GIVEN TASK:
Change every "object class" in the data below to "target category" and copy out all the lines with nothing else altered. Omit the pictures from your copy.

[Stored items]

# # # # #

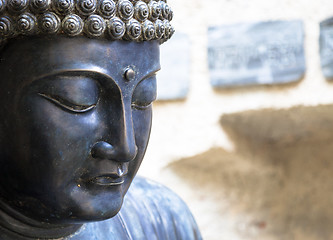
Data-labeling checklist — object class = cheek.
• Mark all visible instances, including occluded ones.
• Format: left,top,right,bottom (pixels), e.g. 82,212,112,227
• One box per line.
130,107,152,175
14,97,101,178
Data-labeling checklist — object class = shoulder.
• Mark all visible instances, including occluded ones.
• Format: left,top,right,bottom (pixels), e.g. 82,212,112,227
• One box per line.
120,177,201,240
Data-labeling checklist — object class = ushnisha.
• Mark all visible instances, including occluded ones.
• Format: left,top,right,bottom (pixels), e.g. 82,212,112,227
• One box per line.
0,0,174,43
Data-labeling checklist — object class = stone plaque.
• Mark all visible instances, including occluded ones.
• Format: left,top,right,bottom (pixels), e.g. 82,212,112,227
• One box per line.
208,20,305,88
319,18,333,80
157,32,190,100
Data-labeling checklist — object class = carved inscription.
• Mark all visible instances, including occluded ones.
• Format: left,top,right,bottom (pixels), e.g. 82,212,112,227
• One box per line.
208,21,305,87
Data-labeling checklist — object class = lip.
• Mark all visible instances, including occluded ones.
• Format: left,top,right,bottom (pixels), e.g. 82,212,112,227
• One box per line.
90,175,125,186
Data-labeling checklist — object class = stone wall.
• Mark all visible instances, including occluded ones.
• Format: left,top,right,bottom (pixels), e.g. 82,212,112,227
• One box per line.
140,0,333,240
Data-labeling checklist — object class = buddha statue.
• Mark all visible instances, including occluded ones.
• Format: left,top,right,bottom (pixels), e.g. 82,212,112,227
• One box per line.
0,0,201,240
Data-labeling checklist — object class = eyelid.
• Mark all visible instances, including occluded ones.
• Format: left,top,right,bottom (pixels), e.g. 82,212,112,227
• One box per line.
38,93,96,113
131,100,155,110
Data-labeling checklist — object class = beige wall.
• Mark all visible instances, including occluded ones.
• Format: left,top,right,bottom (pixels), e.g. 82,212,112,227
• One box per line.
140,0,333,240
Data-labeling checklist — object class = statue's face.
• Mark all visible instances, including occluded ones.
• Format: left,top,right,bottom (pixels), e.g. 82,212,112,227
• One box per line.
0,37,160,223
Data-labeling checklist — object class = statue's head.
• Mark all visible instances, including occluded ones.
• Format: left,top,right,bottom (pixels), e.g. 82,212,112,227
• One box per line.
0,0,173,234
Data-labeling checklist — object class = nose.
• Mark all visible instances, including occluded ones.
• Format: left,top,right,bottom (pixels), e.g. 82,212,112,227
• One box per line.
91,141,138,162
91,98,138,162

# # # # #

RESPONSE TO THIS TASK:
Data-labeling checklist — target category = cheek.
• Mark all visible instances, including occluded ones.
• Format: left,top,right,bottom (pixels), e.g. 82,212,112,227
• One box per line.
130,107,152,175
14,97,101,178
Data-labeling checklist — target category = shoulder.
• Mark all visible instances, including occluded ones.
• Format: left,top,right,bottom (pixels), e.g. 82,212,112,227
• One box per line.
120,177,201,240
Data-labeling checklist — target category = ushnisha.
• Mark all visible instances, including occluded ones.
• Format: left,top,right,bottom (pixels), e.g. 82,212,112,227
• One box per line.
0,0,174,43
Data-labeling checklist — target category = stone plaque.
• Mark all visible instances, including occluded ones.
• Format: left,top,right,bottom (pixels), e.g. 82,212,112,227
• One box per line.
208,20,305,88
319,18,333,80
157,32,190,100
Data-labeling checklist — target category = carved inscription.
• Mark all visible instances, including occluded ones.
• Format: left,top,right,bottom (pixels), e.g. 82,212,112,227
• One box per line.
208,21,305,87
Data-labeling checklist — target category = lip.
• Mark all visible instances, including occluded ones.
• Format: left,top,right,bottom (pixels), e.g. 82,212,112,227
• One box per line.
90,175,125,186
Data-labeling checklist — target category = stone wall.
• Mark all visible instances, including occluded ones.
• Format: left,top,right,bottom (pixels), e.g. 82,212,112,227
• One box per line.
140,0,333,240
Data-labeling checklist — target category = buddha statue.
• Mark all visible instances, including occluded ones.
• Format: left,top,right,bottom (pixels), e.g. 82,212,112,227
• One box per line.
0,0,201,240
Data-labeling checklist — target category = eyelid.
• Mark all visible instances, including occluded ones.
• Format: left,top,right,bottom (pixels), e.g. 82,212,112,227
• One box per line.
38,93,96,113
131,100,155,110
Data-labeling checklist — target category = beige wall.
• Mark all visible instances, including occluded ones.
• Format: left,top,right,bottom (pixels), e.g. 82,212,112,227
• One box per line.
140,0,333,240
Data-labeling checklist — target category = statue's face.
• Mark all visible instances, including occluded ones.
• Format: left,top,right,bottom (pixels), e.g. 82,212,112,227
• One box per line.
0,37,160,223
Data-labeling checklist — target category = statue's head.
• Mark all visible instances, including occluded ones.
• Format: left,top,right,bottom (pixels), e.g. 82,212,112,227
• One box per line.
0,0,173,234
Data-labeling checklist — target category = nose.
• Mark all visible instances, including occluded ones.
• Format: left,top,right,bottom (pixels), e.g. 82,212,112,227
• One box per line.
91,141,138,162
91,98,138,162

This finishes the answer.